PROBLEM DESCRIPTION:
Shift every x and y coordinate in the answers by adding 94, then write out again everything from the line containing "Place a marker on the black and" down to the last of the lines below, both ends included. Keep the requests and leave them unchanged.

A run of lines
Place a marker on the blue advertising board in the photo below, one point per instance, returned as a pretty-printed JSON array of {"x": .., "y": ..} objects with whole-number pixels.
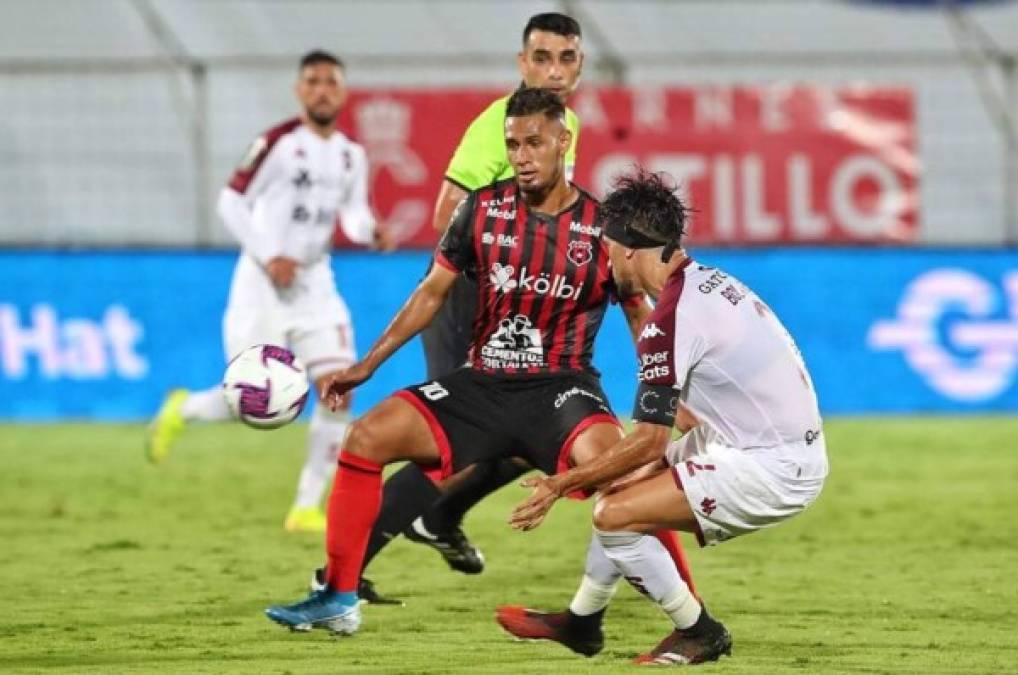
[{"x": 104, "y": 335}]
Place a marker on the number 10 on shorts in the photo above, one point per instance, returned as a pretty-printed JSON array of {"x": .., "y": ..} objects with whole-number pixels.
[{"x": 434, "y": 391}]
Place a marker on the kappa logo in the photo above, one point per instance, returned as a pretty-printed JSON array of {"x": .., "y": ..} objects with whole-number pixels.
[
  {"x": 649, "y": 331},
  {"x": 580, "y": 252},
  {"x": 957, "y": 331}
]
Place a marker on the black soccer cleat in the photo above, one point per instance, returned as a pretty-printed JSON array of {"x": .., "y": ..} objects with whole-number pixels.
[
  {"x": 459, "y": 554},
  {"x": 531, "y": 624},
  {"x": 369, "y": 594},
  {"x": 709, "y": 640},
  {"x": 366, "y": 592}
]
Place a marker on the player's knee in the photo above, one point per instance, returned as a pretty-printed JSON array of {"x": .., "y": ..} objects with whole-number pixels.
[
  {"x": 362, "y": 440},
  {"x": 610, "y": 515}
]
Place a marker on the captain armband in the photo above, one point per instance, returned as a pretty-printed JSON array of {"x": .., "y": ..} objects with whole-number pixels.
[{"x": 656, "y": 404}]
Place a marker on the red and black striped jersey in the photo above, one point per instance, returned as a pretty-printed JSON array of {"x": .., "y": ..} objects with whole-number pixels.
[{"x": 544, "y": 280}]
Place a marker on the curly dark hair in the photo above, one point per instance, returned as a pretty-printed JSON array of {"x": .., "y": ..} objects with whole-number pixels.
[
  {"x": 645, "y": 203},
  {"x": 532, "y": 100},
  {"x": 555, "y": 22},
  {"x": 317, "y": 56}
]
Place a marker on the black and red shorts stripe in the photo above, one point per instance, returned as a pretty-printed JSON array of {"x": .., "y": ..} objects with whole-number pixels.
[{"x": 477, "y": 416}]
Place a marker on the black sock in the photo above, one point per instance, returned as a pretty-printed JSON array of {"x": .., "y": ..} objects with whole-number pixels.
[
  {"x": 586, "y": 623},
  {"x": 486, "y": 477},
  {"x": 405, "y": 496}
]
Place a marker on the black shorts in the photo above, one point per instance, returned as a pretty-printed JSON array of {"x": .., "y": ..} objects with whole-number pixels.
[
  {"x": 476, "y": 417},
  {"x": 447, "y": 339}
]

THE ANSWER:
Place a marker on the black and red shorts stripe in the photo above, one point per instance, returned as a pretty-printed JSON array of {"x": .., "y": ..} objects with whole-number pixels.
[{"x": 571, "y": 510}]
Place a marker on the black sock in the photo above, one point per instance, returned as a pretty-printed JSON array of {"x": .., "y": ..} objects with whole-number pixels.
[
  {"x": 680, "y": 717},
  {"x": 580, "y": 571},
  {"x": 499, "y": 590}
]
Place a marker on the black shorts in the photo above, one point per instance, returned as a pretty-printed JSON array of {"x": .., "y": ..} objects with whole-number pixels.
[
  {"x": 570, "y": 511},
  {"x": 541, "y": 433}
]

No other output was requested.